The fatty alcohol may be a naturally occurring fatty alcohol, such as a fatty alcohol obtained from natural sources, such as animal fats or vegetable oils, like coconut oil. The fatty alcohol may be a hydrogenated naturally-occurring unsaturated fatty alcohol. Alternatively, the fatty alcohol may be a synthetic fatty alcohol, such as those obtained from a petroleum source through one or more synthesis reactions. For example, the fatty alcohol may be produced through the oligomerization of ethylene derived from a petroleum source or through the hydroformylation of alkenes followed by hydrogenation of the hydroformylation reaction product.
As shown in Equation 2, the reaction product may have the general chemical formula R—(OCH2CH2)x—OH, where R is a saturated or unsaturated, linear or branched hydrocarbyl group having from 8 to 20 carbon atoms. According to some embodiments, the R group may be an iso-tridecyl group (—C13H27), as depicted in Chemical Structure A. It should be understood that Chemical Structure A depicts one possible embodiment of the surfactant of Formula (I) in which the R group is an iso-tridecyl group, which is used as a non-limiting example. In some embodiments, Chemical Structure (A) may have 8 ethoxy groups (that is, x equals 8 in Chemical Structure (A)) such that the surfactant is a tridecyl alcohol ethyoxylate with an 8:1 molar ratio of ethylene oxide condensate to branched isotridecyl alcohol having the chemical formula C13H27—(OCH2CH2)8—OH.

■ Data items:
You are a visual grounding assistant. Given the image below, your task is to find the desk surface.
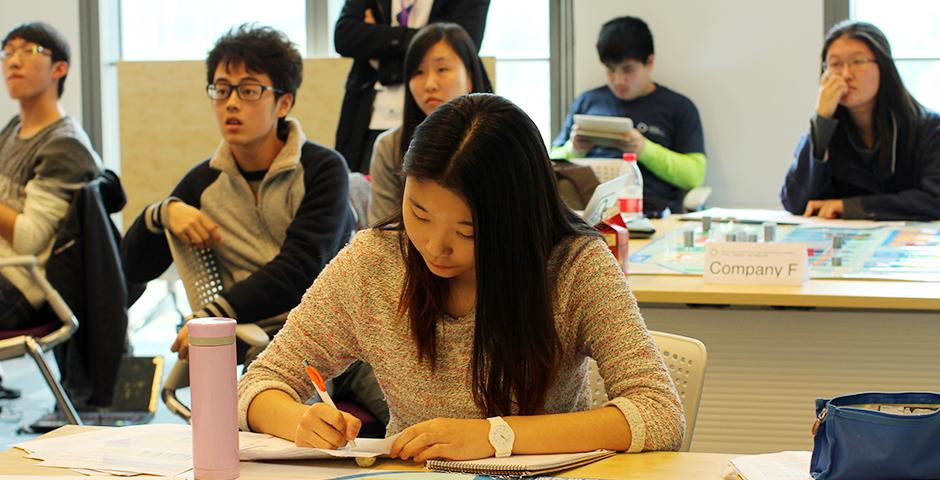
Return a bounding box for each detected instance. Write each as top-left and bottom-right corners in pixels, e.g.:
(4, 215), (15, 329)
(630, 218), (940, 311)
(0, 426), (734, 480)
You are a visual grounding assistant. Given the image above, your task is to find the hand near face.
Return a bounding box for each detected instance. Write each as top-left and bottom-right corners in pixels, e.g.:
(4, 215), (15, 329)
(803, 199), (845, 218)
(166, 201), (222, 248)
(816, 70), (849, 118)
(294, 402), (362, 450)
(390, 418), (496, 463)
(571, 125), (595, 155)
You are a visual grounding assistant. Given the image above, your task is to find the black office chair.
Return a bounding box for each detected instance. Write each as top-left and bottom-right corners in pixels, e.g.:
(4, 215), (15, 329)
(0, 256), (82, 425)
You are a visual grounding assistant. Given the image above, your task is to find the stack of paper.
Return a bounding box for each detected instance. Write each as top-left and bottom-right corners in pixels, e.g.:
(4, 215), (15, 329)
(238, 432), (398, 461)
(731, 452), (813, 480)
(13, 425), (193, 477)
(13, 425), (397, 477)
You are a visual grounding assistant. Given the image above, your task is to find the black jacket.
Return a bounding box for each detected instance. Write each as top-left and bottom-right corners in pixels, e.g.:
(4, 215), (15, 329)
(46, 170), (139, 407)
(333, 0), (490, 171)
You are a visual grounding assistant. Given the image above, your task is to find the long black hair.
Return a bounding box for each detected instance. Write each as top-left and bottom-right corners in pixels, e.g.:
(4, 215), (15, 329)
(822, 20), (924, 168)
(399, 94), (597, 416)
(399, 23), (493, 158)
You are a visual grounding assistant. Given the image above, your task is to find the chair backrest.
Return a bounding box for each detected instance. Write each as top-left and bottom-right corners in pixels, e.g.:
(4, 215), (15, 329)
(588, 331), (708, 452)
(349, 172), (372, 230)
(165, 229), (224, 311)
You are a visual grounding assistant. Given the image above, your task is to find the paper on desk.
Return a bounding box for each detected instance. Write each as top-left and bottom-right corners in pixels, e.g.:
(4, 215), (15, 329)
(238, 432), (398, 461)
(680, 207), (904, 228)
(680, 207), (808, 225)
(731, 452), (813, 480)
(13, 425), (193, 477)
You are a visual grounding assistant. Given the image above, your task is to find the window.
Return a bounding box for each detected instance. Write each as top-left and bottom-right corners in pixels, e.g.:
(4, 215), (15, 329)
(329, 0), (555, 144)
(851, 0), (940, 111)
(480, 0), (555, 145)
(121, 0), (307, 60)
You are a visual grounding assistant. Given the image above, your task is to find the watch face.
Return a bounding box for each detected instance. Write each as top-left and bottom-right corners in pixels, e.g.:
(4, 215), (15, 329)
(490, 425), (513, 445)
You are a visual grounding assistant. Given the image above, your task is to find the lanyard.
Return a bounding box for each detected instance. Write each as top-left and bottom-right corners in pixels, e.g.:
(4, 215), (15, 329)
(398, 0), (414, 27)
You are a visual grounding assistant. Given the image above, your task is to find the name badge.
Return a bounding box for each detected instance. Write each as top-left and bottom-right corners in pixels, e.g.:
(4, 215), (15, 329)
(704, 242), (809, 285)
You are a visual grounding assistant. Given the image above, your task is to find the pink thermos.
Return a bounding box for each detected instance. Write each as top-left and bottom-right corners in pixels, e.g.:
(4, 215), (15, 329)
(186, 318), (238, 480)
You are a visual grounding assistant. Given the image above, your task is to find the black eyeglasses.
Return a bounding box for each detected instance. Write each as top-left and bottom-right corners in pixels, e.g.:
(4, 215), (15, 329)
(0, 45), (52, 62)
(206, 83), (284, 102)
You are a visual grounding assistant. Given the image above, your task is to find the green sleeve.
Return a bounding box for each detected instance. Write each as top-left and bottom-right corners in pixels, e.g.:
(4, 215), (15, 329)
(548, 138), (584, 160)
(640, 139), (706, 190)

■ Given exercise: Copy the passage on fatty alcohol surfactants, starting with "As shown in" and going on through "chemical formula C13H27—(OCH2CH2)8—OH.", and rename "molar ratio" as "mole ratio".

■ Solution below:
As shown in Equation 2, the reaction product may have the general chemical formula R—(OCH2CH2)x—OH, where R is a saturated or unsaturated, linear or branched hydrocarbyl group having from 8 to 20 carbon atoms. According to some embodiments, the R group may be an iso-tridecyl group (—C13H27), as depicted in Chemical Structure A. It should be understood that Chemical Structure A depicts one possible embodiment of the surfactant of Formula (I) in which the R group is an iso-tridecyl group, which is used as a non-limiting example. In some embodiments, Chemical Structure (A) may have 8 ethoxy groups (that is, x equals 8 in Chemical Structure (A)) such that the surfactant is a tridecyl alcohol ethyoxylate with an 8:1 mole ratio of ethylene oxide condensate to branched isotridecyl alcohol having the chemical formula C13H27—(OCH2CH2)8—OH.